Written task.
From the items below, select and copy every line that contains the string "white". Matching is case-sensitive.
#####
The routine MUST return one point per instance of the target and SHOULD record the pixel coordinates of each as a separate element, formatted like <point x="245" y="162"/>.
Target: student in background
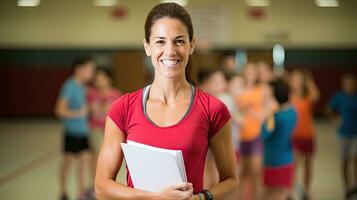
<point x="72" y="108"/>
<point x="100" y="97"/>
<point x="304" y="94"/>
<point x="250" y="104"/>
<point x="278" y="151"/>
<point x="342" y="110"/>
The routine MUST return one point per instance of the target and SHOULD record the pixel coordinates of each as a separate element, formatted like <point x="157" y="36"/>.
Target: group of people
<point x="273" y="131"/>
<point x="252" y="125"/>
<point x="82" y="104"/>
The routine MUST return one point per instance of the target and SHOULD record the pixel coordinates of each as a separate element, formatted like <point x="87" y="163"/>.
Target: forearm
<point x="223" y="189"/>
<point x="109" y="189"/>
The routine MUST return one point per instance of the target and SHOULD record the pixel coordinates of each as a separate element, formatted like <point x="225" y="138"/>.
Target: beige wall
<point x="76" y="23"/>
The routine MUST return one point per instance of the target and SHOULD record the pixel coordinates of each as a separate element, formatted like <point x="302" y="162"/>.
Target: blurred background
<point x="39" y="39"/>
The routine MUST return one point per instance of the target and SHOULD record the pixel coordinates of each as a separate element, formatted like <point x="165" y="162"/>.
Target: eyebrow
<point x="177" y="37"/>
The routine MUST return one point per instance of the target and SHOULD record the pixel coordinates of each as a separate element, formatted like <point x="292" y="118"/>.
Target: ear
<point x="192" y="45"/>
<point x="147" y="48"/>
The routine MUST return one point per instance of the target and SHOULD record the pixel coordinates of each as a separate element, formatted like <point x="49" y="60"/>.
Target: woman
<point x="304" y="95"/>
<point x="99" y="98"/>
<point x="342" y="111"/>
<point x="170" y="113"/>
<point x="278" y="151"/>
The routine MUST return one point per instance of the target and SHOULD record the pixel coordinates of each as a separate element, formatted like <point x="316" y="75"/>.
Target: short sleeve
<point x="118" y="112"/>
<point x="66" y="91"/>
<point x="334" y="102"/>
<point x="218" y="115"/>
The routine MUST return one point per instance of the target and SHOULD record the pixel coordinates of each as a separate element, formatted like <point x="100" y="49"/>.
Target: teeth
<point x="169" y="63"/>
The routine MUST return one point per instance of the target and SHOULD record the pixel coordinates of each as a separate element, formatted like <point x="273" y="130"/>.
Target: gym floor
<point x="30" y="156"/>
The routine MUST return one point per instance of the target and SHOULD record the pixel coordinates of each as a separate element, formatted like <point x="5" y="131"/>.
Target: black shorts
<point x="75" y="145"/>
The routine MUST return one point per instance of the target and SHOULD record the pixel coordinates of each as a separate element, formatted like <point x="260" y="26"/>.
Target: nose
<point x="170" y="49"/>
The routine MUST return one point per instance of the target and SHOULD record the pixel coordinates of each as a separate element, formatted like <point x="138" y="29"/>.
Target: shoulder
<point x="127" y="99"/>
<point x="208" y="101"/>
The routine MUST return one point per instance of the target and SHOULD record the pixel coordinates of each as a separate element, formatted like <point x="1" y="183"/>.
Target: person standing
<point x="342" y="110"/>
<point x="71" y="107"/>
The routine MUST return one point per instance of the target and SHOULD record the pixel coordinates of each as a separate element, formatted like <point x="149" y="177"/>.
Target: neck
<point x="169" y="90"/>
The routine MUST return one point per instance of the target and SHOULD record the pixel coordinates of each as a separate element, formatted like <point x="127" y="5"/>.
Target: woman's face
<point x="169" y="47"/>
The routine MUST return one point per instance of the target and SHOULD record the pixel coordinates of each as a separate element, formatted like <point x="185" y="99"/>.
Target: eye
<point x="160" y="42"/>
<point x="180" y="42"/>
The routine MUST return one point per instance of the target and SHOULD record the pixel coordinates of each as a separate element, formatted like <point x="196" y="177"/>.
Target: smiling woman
<point x="170" y="113"/>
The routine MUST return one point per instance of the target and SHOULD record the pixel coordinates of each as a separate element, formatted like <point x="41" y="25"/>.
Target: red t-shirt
<point x="97" y="120"/>
<point x="191" y="135"/>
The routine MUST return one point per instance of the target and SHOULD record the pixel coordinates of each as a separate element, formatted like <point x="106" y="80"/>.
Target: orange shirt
<point x="304" y="127"/>
<point x="251" y="103"/>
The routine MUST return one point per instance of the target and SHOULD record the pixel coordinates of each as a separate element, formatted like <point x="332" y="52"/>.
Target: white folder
<point x="151" y="168"/>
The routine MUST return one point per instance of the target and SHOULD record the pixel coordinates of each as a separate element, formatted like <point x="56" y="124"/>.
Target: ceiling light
<point x="179" y="2"/>
<point x="105" y="2"/>
<point x="28" y="3"/>
<point x="257" y="3"/>
<point x="327" y="3"/>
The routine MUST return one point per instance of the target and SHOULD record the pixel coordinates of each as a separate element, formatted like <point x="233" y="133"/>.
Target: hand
<point x="183" y="191"/>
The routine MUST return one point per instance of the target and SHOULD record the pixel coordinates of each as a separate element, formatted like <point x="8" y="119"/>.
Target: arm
<point x="109" y="161"/>
<point x="62" y="109"/>
<point x="222" y="148"/>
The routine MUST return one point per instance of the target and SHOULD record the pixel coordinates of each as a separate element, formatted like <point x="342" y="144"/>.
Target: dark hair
<point x="105" y="71"/>
<point x="79" y="62"/>
<point x="171" y="10"/>
<point x="175" y="11"/>
<point x="281" y="90"/>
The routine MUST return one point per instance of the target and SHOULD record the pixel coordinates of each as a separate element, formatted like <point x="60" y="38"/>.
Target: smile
<point x="170" y="62"/>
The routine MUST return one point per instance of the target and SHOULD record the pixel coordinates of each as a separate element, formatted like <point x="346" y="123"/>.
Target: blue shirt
<point x="346" y="107"/>
<point x="75" y="94"/>
<point x="278" y="149"/>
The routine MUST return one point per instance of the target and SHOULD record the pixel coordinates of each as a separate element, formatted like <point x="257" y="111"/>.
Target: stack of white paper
<point x="151" y="168"/>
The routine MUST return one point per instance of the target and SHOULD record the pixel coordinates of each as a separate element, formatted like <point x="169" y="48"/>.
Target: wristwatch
<point x="208" y="195"/>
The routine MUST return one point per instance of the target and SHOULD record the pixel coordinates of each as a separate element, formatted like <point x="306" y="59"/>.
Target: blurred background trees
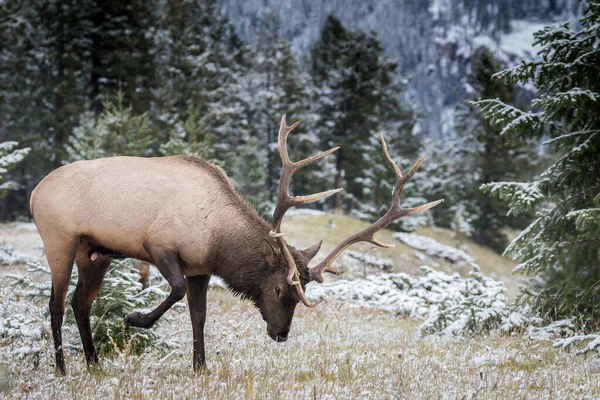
<point x="88" y="79"/>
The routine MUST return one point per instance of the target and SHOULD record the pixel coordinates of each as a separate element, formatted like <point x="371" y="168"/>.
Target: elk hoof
<point x="138" y="320"/>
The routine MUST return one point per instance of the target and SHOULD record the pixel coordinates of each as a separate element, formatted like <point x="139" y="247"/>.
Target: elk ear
<point x="312" y="251"/>
<point x="269" y="252"/>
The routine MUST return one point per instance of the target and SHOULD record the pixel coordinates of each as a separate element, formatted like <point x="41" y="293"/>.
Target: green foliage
<point x="561" y="245"/>
<point x="490" y="157"/>
<point x="9" y="157"/>
<point x="120" y="294"/>
<point x="116" y="132"/>
<point x="248" y="176"/>
<point x="190" y="138"/>
<point x="357" y="95"/>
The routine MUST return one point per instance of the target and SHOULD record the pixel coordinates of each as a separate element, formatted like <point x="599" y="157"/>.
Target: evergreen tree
<point x="275" y="86"/>
<point x="352" y="74"/>
<point x="202" y="59"/>
<point x="9" y="157"/>
<point x="561" y="245"/>
<point x="122" y="52"/>
<point x="189" y="138"/>
<point x="491" y="156"/>
<point x="116" y="132"/>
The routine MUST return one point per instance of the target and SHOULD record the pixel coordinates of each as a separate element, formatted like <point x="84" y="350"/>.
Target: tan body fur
<point x="179" y="213"/>
<point x="120" y="203"/>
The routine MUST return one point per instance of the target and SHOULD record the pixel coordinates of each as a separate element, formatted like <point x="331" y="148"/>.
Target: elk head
<point x="284" y="288"/>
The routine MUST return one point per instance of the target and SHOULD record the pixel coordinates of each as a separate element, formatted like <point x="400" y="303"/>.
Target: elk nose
<point x="282" y="337"/>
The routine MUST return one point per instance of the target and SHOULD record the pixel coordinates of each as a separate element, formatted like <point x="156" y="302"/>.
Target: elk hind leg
<point x="168" y="264"/>
<point x="197" y="286"/>
<point x="60" y="260"/>
<point x="91" y="275"/>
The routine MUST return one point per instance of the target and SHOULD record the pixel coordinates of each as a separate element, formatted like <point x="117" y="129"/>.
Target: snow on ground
<point x="354" y="345"/>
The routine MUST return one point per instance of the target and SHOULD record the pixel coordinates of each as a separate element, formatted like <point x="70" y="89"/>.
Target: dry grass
<point x="334" y="352"/>
<point x="305" y="230"/>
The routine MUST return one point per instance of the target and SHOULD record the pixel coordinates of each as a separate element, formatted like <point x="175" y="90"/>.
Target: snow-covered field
<point x="365" y="340"/>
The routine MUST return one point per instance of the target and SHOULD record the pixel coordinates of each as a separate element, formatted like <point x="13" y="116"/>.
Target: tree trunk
<point x="339" y="178"/>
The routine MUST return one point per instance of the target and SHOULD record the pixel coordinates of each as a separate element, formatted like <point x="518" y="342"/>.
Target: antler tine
<point x="285" y="201"/>
<point x="368" y="234"/>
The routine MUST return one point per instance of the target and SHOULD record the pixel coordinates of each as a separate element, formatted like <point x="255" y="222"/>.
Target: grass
<point x="305" y="230"/>
<point x="334" y="352"/>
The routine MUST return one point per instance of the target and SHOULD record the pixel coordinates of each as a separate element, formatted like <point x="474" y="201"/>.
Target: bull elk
<point x="188" y="220"/>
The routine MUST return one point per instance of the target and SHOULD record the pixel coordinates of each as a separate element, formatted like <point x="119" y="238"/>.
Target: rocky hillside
<point x="431" y="39"/>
#####
Exercise output.
Target: white folder
Target: stack of white paper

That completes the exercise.